## Ausgangstext

::::::

Die Klage ist zulässig und begründet. Der Straßenausbaubeitragsbescheid der Beklagten ist rechtswidrig und verletzt den Kläger in seinen Rechten. Der Bescheid ist deshalb nach § 113 Abs. 1 Satz 1 VwGO aufzuheben.

15

Die Straße Im Suren Winkel ist nicht auf ganzer Länger ausgebaut, und für die Abrechnung eines Abschnittes fehlt es an einem wirksamen Abschnittsbildungsbeschluss. Der bisher ergangene Abschnittsbildungsbeschluss ist unwirksam und hat keine Rechtswirkungen. Der Abschnittsbildungsbeschluss ist auch nicht durch die nachfolgende Erklärung des Verwaltungsausschusses der Beklagten geheilt worden.

::::::

(Einträge zur Bereichsannotation)
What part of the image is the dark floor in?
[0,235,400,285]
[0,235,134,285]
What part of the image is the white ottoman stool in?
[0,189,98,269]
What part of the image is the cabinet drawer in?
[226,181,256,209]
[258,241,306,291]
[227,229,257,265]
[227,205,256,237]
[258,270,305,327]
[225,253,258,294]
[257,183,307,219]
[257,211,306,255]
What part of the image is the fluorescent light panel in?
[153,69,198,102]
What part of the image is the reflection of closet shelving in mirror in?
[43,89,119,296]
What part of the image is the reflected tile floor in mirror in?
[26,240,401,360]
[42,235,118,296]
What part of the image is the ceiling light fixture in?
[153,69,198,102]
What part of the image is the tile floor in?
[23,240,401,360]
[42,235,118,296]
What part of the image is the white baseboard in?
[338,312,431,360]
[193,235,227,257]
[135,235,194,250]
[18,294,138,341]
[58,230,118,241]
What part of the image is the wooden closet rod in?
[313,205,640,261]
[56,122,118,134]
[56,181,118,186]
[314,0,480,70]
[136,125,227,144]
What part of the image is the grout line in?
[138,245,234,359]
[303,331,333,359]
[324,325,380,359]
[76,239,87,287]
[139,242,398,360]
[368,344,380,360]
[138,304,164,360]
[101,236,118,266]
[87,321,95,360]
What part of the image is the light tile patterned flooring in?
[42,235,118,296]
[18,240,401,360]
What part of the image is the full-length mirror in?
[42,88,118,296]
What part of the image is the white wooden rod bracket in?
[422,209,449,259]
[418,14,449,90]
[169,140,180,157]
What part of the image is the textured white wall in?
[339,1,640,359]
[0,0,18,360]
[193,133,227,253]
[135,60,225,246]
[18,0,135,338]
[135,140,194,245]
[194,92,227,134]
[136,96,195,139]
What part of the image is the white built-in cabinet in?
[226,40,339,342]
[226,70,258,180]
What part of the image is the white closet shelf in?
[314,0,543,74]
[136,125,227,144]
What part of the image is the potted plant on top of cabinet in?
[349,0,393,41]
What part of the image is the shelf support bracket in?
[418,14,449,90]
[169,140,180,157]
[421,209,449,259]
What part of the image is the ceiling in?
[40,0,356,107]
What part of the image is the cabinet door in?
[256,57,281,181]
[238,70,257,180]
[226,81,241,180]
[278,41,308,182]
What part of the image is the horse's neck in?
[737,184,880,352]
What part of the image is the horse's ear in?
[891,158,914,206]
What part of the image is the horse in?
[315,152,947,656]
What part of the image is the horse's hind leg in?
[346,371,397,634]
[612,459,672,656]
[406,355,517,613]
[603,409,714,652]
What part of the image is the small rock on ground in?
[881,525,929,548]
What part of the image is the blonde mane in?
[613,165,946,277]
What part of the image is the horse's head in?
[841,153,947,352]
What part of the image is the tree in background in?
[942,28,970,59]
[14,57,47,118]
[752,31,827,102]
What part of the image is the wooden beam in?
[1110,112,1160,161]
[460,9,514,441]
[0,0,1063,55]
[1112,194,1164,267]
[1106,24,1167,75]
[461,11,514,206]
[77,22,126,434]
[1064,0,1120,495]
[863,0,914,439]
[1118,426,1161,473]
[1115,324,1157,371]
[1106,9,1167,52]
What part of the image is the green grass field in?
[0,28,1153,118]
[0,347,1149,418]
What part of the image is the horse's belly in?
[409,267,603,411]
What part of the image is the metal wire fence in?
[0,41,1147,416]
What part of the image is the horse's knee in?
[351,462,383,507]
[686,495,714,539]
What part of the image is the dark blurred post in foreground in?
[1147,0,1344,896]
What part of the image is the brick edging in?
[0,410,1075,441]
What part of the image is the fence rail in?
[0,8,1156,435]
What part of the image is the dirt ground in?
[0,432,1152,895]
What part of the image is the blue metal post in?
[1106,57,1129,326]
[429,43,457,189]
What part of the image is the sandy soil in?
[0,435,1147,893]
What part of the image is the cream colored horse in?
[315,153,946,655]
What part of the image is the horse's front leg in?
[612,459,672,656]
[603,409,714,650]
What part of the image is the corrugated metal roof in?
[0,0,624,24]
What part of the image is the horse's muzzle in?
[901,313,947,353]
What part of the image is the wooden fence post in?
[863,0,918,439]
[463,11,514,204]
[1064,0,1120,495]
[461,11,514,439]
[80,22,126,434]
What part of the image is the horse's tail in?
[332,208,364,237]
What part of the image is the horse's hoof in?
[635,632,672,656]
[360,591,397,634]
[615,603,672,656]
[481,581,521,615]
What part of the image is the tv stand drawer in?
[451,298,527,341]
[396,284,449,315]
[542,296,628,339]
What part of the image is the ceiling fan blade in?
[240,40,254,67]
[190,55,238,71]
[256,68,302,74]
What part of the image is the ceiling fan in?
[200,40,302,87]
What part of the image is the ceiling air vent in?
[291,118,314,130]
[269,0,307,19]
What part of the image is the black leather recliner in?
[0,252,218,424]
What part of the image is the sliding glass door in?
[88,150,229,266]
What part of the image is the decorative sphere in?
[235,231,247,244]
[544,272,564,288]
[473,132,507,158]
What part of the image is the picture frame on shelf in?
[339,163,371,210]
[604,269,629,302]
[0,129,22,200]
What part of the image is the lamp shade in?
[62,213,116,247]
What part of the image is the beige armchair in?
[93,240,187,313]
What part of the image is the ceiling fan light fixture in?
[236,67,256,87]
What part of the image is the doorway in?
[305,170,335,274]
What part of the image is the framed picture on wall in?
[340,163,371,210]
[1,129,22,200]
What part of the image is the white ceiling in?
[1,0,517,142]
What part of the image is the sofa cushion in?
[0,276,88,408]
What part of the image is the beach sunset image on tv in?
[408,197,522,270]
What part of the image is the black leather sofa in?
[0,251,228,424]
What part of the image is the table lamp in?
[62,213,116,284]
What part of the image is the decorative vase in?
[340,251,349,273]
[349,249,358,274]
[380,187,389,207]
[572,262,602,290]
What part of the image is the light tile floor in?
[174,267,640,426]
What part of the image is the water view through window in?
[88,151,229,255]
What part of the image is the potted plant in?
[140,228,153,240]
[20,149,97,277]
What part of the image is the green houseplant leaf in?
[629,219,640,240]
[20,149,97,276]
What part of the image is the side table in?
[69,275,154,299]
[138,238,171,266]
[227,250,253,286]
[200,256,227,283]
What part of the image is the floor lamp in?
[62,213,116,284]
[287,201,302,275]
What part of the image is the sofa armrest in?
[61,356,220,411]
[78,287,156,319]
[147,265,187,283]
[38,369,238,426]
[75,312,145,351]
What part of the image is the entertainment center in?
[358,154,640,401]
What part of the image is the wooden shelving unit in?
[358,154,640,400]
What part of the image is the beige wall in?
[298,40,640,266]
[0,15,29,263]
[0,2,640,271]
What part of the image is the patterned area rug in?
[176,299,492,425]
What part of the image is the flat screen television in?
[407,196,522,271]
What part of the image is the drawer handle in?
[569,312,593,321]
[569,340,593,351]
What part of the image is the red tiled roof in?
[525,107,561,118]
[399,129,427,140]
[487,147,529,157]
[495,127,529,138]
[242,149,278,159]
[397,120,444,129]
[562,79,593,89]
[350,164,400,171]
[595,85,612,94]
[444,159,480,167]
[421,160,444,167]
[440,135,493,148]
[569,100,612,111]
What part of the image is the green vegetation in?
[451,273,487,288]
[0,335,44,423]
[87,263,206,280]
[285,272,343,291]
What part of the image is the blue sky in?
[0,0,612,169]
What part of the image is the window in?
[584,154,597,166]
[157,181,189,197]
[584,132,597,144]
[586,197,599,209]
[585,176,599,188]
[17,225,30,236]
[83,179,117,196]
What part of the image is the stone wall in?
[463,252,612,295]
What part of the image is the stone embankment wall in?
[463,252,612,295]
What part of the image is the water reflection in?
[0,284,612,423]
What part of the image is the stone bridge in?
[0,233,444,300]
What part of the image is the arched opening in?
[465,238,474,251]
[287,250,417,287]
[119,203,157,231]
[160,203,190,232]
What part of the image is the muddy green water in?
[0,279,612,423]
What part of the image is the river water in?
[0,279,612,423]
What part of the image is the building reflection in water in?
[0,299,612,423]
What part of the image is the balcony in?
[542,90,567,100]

::::::

## Aufgaben
**1)** Gib bitte den Teil des Ausgangstextes wortgetreu wieder, der mit den Worten „Die Klage ist“ beginnt und mit „Beklagten geheilt worden.“ endet.
**2)** Nach welcher Vorschrift ist der Bescheid laut Ausgangstext aufzuheben?
Die Einträge werden hierfür nicht gebraucht.

## Antworten je Aufgabe
**1)**
Die Klage ist zulässig und begründet. Der Straßenausbaubeitragsbescheid der Beklagten ist rechtswidrig und verletzt den Kläger in seinen Rechten. Der Bescheid ist deshalb nach § 113 Abs. 1 Satz 1 VwGO aufzuheben.

15

Die Straße Im Suren Winkel ist nicht auf ganzer Länger ausgebaut, und für die Abrechnung eines Abschnittes fehlt es an einem wirksamen Abschnittsbildungsbeschluss. Der bisher ergangene Abschnittsbildungsbeschluss ist unwirksam und hat keine Rechtswirkungen. Der Abschnittsbildungsbeschluss ist auch nicht durch die nachfolgende Erklärung des Verwaltungsausschusses der Beklagten geheilt worden.

**2)** Nach § 113 Abs. 1 Satz 1 VwGO.